## Exercice écrit
Restituez mot pour mot le passage de l'article sur Seymour Hersh qui commence aux mots « Par Tony Cartalucci, le » et s'arrête après « un Prix Pulitzer. ».

## Article
++++++++++
Par Tony Cartalucci, le 28 septembre 2015
Seymour
Hersh
Seymour Hersh a pris beaucoup de risques au cours de sa
carrière de journaliste. C’est un véritable journaliste qui a été attaqué,
calomnié et écarté de toutes parts tout simplement parce qu’il résistait pour
ne pas prendre parti.
Lorsqu’il rédigeait des articles sur les atrocités américaines
au Vietnam, il a été qualifié de traître ou pire encore. Avec le temps, Hersh ainsi
que la vérité ont été restaurés et l’importance de son travail d’information du
public, son rôle d’arbitre contre les intérêts particuliers des pouvoirs en
place ont été également récompensés par un Prix Pulitzer.
En 2007, lorsqu’il a révélé les plans de l’administration Bush
d’utiliser les Frères Musulmans et des groupes militants liés à Al Qaida pour
renverser le gouvernement syrien – dont nous voyons les conséquences se
dérouler sous nos yeux – le New Yorker a bien accueilli son travail comme un
message dont ils pensaient qu’il aurait un retentissement favorable auprès du
public libéral*
*au sens américain
d’opposé aux conservateurs (NdT.)
Mais lorsqu’en 2013, Hersh a sorti un papier contredisant la
ligne officielle occidentale concernant une attaque chimique dans les banlieues
de Damas, le New Yorker décida de ne
pas le publier. Son article « Whose Sarin ? » (Le Sarin de
qui ?) a par contre été publié dans la London Review of Books.
++++++++++
## Lignes de données

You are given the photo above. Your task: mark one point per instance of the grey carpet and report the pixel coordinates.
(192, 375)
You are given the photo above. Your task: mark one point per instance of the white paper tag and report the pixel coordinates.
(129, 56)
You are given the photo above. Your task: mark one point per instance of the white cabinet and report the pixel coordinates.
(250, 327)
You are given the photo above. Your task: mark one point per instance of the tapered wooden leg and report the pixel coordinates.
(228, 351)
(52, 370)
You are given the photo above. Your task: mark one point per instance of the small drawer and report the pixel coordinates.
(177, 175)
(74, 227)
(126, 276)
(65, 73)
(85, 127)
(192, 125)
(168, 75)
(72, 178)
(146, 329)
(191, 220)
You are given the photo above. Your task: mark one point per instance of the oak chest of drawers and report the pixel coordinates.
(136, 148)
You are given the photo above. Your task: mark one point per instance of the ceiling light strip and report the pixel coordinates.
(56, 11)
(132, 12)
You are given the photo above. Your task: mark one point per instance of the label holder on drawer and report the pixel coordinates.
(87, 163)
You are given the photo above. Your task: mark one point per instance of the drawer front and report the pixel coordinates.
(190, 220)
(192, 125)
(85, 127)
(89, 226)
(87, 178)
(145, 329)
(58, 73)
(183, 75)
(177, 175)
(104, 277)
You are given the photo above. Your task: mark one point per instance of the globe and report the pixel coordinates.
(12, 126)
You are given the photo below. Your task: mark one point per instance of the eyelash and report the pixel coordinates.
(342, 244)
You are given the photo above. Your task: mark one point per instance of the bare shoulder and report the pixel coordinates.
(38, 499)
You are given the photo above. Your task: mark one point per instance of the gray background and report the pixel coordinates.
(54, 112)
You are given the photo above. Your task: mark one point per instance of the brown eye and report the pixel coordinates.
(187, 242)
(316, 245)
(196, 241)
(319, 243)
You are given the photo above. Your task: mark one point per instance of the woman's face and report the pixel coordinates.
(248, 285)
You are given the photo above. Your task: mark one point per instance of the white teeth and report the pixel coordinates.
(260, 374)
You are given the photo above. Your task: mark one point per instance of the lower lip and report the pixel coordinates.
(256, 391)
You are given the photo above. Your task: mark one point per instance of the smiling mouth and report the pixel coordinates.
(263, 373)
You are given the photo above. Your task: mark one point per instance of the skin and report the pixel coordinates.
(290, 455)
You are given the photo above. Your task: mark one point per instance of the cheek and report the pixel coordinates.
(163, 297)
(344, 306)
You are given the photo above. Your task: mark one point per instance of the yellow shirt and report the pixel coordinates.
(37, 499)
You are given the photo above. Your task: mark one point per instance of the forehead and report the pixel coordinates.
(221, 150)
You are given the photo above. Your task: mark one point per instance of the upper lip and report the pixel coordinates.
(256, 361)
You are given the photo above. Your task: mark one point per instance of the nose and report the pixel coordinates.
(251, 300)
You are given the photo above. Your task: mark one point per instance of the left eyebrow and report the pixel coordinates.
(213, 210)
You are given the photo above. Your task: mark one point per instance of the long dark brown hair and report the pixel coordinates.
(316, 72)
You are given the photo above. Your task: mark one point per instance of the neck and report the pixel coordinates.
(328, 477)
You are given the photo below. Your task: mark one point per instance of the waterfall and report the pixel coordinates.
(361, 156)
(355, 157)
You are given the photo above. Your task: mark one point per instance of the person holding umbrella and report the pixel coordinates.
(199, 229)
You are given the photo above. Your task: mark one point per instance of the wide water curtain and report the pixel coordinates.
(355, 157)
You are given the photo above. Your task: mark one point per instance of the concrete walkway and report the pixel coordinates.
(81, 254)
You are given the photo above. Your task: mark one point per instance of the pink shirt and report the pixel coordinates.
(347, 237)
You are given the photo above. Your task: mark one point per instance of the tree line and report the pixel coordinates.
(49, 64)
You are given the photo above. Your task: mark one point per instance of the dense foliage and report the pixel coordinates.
++++++++++
## Corrigé
Par Tony Cartalucci, le 28 septembre 2015
Seymour
Hersh
Seymour Hersh a pris beaucoup de risques au cours de sa
carrière de journaliste. C’est un véritable journaliste qui a été attaqué,
calomnié et écarté de toutes parts tout simplement parce qu’il résistait pour
ne pas prendre parti.
Lorsqu’il rédigeait des articles sur les atrocités américaines
au Vietnam, il a été qualifié de traître ou pire encore. Avec le temps, Hersh ainsi
que la vérité ont été restaurés et l’importance de son travail d’information du
public, son rôle d’arbitre contre les intérêts particuliers des pouvoirs en
place ont été également récompensés par un Prix Pulitzer.